__What the task asks__. This exercise requires an exact copy of each line from the one containing "Where can you see the sidewalk" down to the last line below.

__Data in this exercise__.
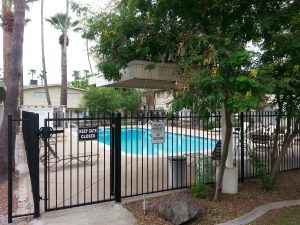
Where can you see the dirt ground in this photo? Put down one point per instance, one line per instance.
(230, 206)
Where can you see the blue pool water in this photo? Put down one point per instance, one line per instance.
(138, 141)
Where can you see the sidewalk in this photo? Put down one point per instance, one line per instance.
(104, 214)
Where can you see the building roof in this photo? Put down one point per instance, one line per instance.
(50, 85)
(136, 75)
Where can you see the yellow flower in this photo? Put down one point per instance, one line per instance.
(214, 72)
(276, 62)
(248, 94)
(253, 73)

__Response to this exercise__.
Where can you see the sidewalk in this photo? Put down one point per instance, one line per instance.
(104, 214)
Where can you see the building roof in this photo? Put down one point per instance, one line per instance.
(50, 85)
(136, 75)
Where can you see the yellow flower in this photo? Put down one point per instance, one line per instance.
(214, 72)
(276, 62)
(248, 94)
(253, 73)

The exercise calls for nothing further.